ACTIONS TO TAKE>
1) From the text on immigration and crime, reproduce everything from "In 2005, the" down to "less true today.".
2) Answer these questions using the text on immigration and crime.
(a) Which institution published the 2005 study on immigrant incarceration rates?
(b) By how much did the violent crime rate in the United States decline as the undocumented population doubled?
(c) For which organization did Rubén Rumbaut and Walter Ewing write their 2007 study?

In 2005, the Federal Reserve Bank of Chicago published a study on immigrant incarceration rates. The authors, Kristin Butcher and Anne Morrison Piehl, found that “despite the widespread perception of a link between immigration and crime, immigrants have much lower institutionalization (incarceration) rates than the native born.” They also reported that more recently arrived immigrants have the lowest comparative incarceration rates, “and that their relative rates of institutionalization have fallen over the last three decades.” In 1980 the incarceration rate of foreign nationals was about one percentage point below natives; in 1990, it was a little more than one percentage point lower; and in 2000, it was almost three percentage points lower. Which means that talk of an immigrant “crime wave” was unsubstantiated by the facts thirty years ago, and it’s even less true today.

These findings are even more remarkable (and at odds with common perceptions) when you consider that immigration, both legal and illegal, has ballooned in recent decades, a point made by Rubén Rumbaut and Walter Ewing in a 2007 study of immigrant criminality for the Immigration Policy Center (IPC). “Even as the undocumented population has doubled to 12 million since 1994, the violent crime rate in the United States has declined by 34.2 percent and the property crime rate has fallen 26.4 percent,” write the authors. “Cities with large immigrant populations such as Los Angeles, New York, Chicago, and Miami also have experienced declining crime rates during this period.”

INFORMATION GIVEN>
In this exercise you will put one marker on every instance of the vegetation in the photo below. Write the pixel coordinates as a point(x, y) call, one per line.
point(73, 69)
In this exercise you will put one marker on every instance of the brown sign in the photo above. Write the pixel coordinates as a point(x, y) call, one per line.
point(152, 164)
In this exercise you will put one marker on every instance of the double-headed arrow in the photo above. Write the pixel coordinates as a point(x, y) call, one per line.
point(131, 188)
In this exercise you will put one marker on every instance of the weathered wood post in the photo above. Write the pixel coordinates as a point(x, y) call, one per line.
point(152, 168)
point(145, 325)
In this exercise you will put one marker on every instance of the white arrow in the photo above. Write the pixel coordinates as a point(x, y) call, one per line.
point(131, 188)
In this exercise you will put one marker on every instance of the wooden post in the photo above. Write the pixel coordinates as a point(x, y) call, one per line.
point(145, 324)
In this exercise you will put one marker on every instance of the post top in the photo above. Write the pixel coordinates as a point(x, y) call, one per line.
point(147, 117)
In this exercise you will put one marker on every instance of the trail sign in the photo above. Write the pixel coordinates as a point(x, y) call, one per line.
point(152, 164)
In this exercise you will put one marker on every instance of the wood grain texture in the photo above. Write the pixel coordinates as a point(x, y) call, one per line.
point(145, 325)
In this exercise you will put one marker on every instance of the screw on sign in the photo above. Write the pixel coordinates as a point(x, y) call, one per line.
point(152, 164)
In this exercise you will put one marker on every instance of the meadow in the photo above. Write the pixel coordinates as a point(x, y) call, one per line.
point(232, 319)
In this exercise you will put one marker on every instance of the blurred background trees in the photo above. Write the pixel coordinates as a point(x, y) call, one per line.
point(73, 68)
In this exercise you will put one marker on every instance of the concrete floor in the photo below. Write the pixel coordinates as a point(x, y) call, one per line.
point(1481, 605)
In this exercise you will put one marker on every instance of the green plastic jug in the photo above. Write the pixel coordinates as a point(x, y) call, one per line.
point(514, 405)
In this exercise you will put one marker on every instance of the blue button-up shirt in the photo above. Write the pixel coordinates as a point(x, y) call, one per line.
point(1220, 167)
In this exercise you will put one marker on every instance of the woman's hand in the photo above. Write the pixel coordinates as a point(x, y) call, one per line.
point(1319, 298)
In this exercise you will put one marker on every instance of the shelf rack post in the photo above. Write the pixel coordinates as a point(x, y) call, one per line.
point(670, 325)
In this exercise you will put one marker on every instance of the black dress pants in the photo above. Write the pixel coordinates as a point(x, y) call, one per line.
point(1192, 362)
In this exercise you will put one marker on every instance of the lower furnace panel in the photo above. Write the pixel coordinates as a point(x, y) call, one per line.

RESPONSES TO THE TASKS>
1)
In 2005, the Federal Reserve Bank of Chicago published a study on immigrant incarceration rates. The authors, Kristin Butcher and Anne Morrison Piehl, found that “despite the widespread perception of a link between immigration and crime, immigrants have much lower institutionalization (incarceration) rates than the native born.” They also reported that more recently arrived immigrants have the lowest comparative incarceration rates, “and that their relative rates of institutionalization have fallen over the last three decades.” In 1980 the incarceration rate of foreign nationals was about one percentage point below natives; in 1990, it was a little more than one percentage point lower; and in 2000, it was almost three percentage points lower. Which means that talk of an immigrant “crime wave” was unsubstantiated by the facts thirty years ago, and it’s even less true today.

2)
(a) The Federal Reserve Bank of Chicago
(b) 34.2 percent
(c) The Immigration Policy Center (IPC)